■ **Aim 1**
Translate this sentence from the passage on incentive bonus into Spanish: "We have duly considered the rival submissions and the material available on record."
■ **Aim 2**
Continue the passage on incentive bonus as salary from the point where it stops.

5. We have duly considered the rival submissions and the material available on record. Sitting at Hyderabad, this Bench cannot entertain any plea that incentive bonus earned by a Development Officer of the LIC does not form part of salary within the meaning of "salary" contained in s. 17(1)(iv) of the IT Act in view of the two binding decisions of the jurisdictional High Court rendered in the cases of K. A. Chowdary (supra) and B. Chinnaiah (supra) staring at our face, in addition to the decision of the Orissa High Court in the case of CIT vs. Govind Chandrapani (1995) 213 ITR 783 (Ori). Tribunal Hyderabad Bench 'B' (SB), in the case of P. Dayakar vs. ITO (supra), as long back as on 23rd March, 1989, following the decision in the case of K. A. Chowdary (supra), held that incentive bonus forms part of salary. Hence, there can be no more be controversy on the issue that incentive bonus forms part of salary within the meaning of "salary" contained in s. 17(1)(iv) of the IT Act. However, controversy started on the issue whether the gross incentive bonus amount forms part of salary or the net amount (gross minus expenses) could alone be considered as salary and whether the deduction for expenses should be allowed at the starting point itself under s. 15.

■ **Stored rows**
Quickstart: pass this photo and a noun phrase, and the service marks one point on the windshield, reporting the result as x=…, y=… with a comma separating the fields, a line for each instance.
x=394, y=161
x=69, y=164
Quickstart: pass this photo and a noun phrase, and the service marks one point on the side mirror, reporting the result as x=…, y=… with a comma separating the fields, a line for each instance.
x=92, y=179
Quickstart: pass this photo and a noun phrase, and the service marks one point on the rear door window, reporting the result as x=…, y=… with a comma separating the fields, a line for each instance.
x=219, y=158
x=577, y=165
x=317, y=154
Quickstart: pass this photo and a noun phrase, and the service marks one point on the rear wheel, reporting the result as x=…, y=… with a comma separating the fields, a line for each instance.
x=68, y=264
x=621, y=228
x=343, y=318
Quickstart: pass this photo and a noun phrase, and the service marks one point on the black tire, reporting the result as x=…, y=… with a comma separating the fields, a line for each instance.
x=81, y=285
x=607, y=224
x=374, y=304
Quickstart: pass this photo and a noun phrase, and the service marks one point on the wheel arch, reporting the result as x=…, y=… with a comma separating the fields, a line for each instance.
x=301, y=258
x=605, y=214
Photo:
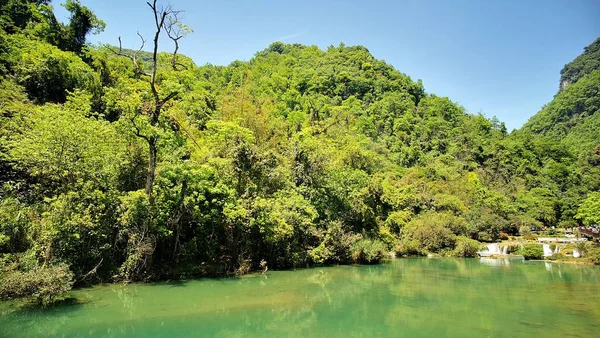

■ **Written response 1**
Hemos considerado debidamente las alegaciones contrapuestas y el material disponible en el expediente.

■ **Written response 2**
6. In the case of K. A. Chowdary (supra), one Development Officer of the LIC filed a writ petition in the High Court to direct the IT authorities to treat the incentive bonus received by him as income from profession and not as income under the head "salary" and allow the expenses incurred for earning the said professional income as deduction. The Andhra Pradesh High Court, applying the ratio of the decision of the Supreme Court in the case of Gestetner Duplicators (P) Ltd. vs. CIT (1979) 117 ITR 1 (SC) and the decision of the Allahabad High Court in the case of CIT vs. Hind Lamps Ltd. (1980) 122 ITR 451 (All), and the decision of the Andhra Pradesh High Court in the case of M. Krishnamurthy & Ors. vs. CIT (1985) 152 ITR 163 (AP), has held that incentive bonus received by a Development Officer of the LIC forms part of salary and that it cannot be considered as income from profession. Holding so, the writ petition was dismissed by the High Court. However, the issue whether the net amount of incentive bonus alone should be treated as salary and whether the expenses claimed by way of deduction should be allowed at the starting point itself under s. 15 while determining the quantum of salary taxable did not arise for consideration before the High Court in that case. Hence, that aspect was not considered. That gap gave scope for another line of thinking that though incentive bonus falls under the head "salary", it is only the net amount that could be considered as salary and not the gross amount and that the deduction should be allowed at the threshold under s. 15 itself. Another line of thinking is that the ruling in the case of K. A. Chowdary (supra) had drawn the curtain once for all on the controversy regarding the head under which the entire incentive bonus should be assessed and that it being part of salary, no deduction for expenses could be allowed out of it. Thus, even after the judgment in the case of K. A. Chowdary (supra) rendered on 10th December, 1987, the view that though incentive bonus forms part of salary, still the net amount of incentive bonus alone could be considered as salary and deduction for expenses should be allowed at the starting point itself under s. 15 gained currency. Different Benches of the Tribunal held that view.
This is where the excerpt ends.